#### Exercise aim
The stretch from the line with "of the crowd" through the line with "of the dark" in the records below: write it out exactly, and nothing else.
───
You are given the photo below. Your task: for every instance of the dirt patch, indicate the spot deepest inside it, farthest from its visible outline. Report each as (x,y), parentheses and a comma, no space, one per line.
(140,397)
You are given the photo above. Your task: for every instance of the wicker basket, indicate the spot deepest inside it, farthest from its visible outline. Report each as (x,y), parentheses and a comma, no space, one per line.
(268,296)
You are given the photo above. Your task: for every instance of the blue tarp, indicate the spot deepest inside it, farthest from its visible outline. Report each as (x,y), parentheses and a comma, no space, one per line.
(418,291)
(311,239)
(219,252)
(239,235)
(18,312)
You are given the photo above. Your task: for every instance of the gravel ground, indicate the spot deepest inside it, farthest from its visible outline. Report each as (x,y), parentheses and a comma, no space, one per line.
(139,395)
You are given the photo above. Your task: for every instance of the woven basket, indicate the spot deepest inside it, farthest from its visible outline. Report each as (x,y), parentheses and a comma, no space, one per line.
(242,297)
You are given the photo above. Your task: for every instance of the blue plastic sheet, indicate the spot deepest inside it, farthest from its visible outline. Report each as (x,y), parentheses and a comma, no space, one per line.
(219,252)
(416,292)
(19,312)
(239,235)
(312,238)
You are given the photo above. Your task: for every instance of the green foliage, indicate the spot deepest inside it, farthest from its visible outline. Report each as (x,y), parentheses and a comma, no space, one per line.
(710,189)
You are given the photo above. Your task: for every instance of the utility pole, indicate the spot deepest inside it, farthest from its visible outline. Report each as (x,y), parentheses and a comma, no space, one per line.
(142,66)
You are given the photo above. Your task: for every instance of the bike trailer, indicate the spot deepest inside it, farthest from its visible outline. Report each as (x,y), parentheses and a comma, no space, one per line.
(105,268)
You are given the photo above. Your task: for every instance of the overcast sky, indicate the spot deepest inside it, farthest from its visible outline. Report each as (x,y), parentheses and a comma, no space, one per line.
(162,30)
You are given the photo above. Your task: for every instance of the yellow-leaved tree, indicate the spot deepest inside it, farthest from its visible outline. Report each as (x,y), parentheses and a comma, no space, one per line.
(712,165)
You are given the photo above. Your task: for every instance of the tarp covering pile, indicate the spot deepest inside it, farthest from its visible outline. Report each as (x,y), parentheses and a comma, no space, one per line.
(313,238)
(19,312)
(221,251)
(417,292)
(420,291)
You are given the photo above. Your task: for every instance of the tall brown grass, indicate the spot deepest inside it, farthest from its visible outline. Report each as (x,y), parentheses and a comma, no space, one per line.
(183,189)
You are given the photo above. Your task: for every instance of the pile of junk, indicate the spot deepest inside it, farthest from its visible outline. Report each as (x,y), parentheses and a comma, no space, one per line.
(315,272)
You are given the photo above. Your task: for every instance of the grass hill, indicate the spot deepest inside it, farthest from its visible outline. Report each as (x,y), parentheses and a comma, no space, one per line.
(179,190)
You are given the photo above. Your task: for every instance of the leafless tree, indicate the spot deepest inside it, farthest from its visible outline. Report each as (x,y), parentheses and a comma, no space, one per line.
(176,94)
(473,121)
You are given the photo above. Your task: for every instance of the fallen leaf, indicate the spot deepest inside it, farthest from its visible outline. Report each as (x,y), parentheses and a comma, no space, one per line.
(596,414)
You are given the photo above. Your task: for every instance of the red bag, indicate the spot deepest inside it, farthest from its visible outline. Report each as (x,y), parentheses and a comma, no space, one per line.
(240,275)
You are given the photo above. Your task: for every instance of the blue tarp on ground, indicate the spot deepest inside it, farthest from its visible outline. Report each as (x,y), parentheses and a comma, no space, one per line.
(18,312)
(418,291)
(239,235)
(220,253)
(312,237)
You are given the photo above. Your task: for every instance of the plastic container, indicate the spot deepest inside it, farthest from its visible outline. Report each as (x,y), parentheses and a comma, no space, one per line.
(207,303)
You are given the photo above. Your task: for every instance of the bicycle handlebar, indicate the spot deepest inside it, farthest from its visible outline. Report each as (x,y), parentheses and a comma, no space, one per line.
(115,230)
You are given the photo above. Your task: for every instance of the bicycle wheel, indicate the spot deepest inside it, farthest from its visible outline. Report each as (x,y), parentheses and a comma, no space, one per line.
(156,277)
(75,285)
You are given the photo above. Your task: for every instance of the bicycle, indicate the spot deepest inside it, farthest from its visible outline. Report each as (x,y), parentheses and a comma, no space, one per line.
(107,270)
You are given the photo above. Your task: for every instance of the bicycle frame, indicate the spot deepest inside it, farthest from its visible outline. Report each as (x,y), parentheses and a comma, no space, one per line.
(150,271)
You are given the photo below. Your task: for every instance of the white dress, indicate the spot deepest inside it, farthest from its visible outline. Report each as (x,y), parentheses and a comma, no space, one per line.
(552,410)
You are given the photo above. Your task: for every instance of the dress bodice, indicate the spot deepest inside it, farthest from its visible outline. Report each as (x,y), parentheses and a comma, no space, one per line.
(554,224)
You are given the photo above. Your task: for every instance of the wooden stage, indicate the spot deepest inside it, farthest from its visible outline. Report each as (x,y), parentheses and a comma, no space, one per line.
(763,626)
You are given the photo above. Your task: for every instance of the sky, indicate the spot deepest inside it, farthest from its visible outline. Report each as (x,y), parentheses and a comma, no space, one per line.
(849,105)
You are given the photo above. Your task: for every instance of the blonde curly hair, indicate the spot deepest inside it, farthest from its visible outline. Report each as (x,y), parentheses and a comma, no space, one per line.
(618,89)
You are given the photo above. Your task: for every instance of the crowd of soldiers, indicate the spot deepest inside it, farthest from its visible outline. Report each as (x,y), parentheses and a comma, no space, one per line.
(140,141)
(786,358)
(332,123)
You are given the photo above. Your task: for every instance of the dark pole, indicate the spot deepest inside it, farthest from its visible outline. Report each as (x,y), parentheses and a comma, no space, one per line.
───
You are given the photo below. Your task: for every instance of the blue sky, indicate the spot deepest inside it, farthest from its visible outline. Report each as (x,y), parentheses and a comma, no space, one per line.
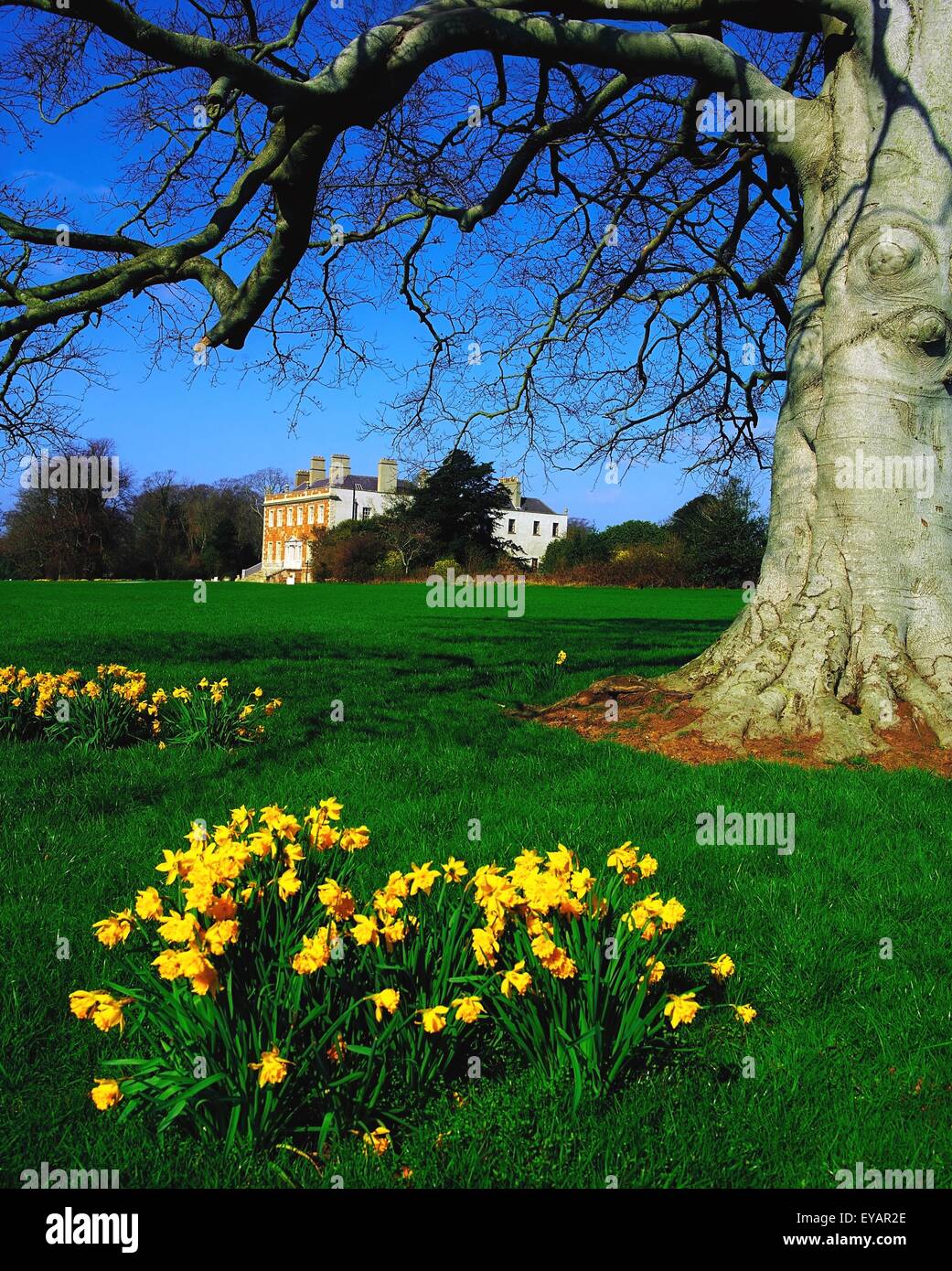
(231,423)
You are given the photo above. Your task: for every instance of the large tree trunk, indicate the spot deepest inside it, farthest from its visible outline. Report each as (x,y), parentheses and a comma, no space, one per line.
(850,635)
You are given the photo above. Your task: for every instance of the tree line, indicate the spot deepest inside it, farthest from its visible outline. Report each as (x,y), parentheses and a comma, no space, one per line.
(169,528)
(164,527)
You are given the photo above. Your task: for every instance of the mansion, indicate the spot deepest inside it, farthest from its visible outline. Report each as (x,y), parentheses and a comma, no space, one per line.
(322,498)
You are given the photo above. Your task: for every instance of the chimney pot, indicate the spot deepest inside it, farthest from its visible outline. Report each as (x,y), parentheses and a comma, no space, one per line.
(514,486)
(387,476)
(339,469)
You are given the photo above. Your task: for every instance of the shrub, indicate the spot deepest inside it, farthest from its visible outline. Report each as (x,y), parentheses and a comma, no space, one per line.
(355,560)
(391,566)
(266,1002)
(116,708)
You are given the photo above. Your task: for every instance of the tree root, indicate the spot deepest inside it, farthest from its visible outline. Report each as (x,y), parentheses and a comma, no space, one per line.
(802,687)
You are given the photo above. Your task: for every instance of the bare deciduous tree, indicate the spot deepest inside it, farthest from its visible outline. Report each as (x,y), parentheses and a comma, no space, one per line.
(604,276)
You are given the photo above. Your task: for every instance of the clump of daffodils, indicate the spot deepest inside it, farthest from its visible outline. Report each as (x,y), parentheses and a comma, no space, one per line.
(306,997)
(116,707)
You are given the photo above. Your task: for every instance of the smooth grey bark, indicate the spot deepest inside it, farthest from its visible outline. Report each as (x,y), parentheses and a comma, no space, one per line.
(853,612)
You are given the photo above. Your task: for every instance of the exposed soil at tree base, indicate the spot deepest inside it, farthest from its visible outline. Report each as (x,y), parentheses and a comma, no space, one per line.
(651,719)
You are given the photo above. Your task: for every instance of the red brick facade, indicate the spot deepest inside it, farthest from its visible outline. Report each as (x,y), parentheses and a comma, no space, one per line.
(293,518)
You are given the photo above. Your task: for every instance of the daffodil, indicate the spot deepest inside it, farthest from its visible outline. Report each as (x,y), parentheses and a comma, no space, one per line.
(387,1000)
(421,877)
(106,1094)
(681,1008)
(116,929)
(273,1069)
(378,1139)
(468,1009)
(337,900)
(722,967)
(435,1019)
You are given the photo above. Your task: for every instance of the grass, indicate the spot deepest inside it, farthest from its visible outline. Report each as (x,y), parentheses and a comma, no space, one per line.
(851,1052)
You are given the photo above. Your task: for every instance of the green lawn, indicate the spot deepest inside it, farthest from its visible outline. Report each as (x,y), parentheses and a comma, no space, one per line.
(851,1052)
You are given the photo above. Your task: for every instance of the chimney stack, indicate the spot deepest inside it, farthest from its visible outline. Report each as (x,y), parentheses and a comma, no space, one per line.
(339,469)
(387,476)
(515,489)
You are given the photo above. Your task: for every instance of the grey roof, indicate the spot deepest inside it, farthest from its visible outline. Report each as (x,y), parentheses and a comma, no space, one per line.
───
#### Answer area
You are given the photo above. Your task: for every instance of the crowd of soldiers, indicate the spot deepest inside it, farthest from its visible outline. Report each as (x,y), parentheses and a comma, no space, one per line.
(140,141)
(786,358)
(332,123)
You are given the photo above. Your task: for every instance of the dark pole, indicate the spot deepest inside it, farthest from its visible outline. Report each as (x,y), parentheses and a comma, no space, one per line.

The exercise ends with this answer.